* _Written task_
Could you transcribe, character for character, the lines of the items below starting at the line containing "Indicate the hazy" and ending at the line containing "Target: hazy horizon", including both of those lines?

================

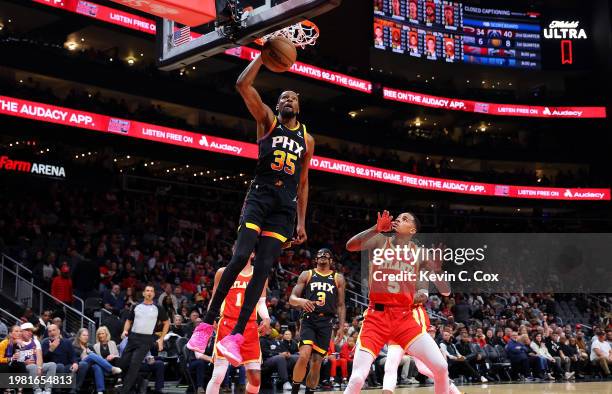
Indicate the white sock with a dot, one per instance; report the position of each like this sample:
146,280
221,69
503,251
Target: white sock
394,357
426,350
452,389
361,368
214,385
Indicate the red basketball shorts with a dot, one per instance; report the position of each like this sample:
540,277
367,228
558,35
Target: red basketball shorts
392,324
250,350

================

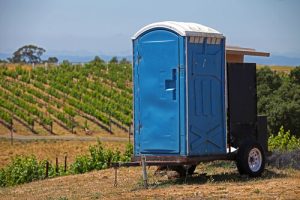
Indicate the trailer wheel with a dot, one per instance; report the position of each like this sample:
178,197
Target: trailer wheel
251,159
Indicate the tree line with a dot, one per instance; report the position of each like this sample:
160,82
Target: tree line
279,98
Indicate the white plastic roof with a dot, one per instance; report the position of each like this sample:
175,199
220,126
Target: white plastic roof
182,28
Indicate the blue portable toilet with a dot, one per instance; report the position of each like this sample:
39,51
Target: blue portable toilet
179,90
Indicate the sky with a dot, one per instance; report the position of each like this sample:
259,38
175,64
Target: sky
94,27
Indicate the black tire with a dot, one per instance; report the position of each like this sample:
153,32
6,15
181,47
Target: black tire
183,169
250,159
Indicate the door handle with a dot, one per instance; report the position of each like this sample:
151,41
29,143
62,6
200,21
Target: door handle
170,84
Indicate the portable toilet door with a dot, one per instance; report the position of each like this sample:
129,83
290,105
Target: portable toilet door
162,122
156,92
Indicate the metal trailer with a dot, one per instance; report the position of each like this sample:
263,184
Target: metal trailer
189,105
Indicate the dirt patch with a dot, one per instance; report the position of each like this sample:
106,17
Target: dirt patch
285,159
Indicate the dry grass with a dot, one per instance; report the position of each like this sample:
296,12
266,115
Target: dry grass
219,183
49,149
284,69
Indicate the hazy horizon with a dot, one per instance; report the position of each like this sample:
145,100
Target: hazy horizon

================

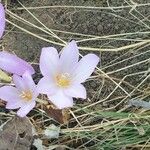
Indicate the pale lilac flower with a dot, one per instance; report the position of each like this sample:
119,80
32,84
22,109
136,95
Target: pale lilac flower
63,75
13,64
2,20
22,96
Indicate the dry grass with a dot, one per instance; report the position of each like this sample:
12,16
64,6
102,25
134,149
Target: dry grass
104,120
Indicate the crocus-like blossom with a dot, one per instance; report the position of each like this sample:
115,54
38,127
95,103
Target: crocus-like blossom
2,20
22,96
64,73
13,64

================

* _Correct answer_
Indicate the hazy horizon with a dot, one per instance; report the position of each like this sample:
145,100
Target: hazy horizon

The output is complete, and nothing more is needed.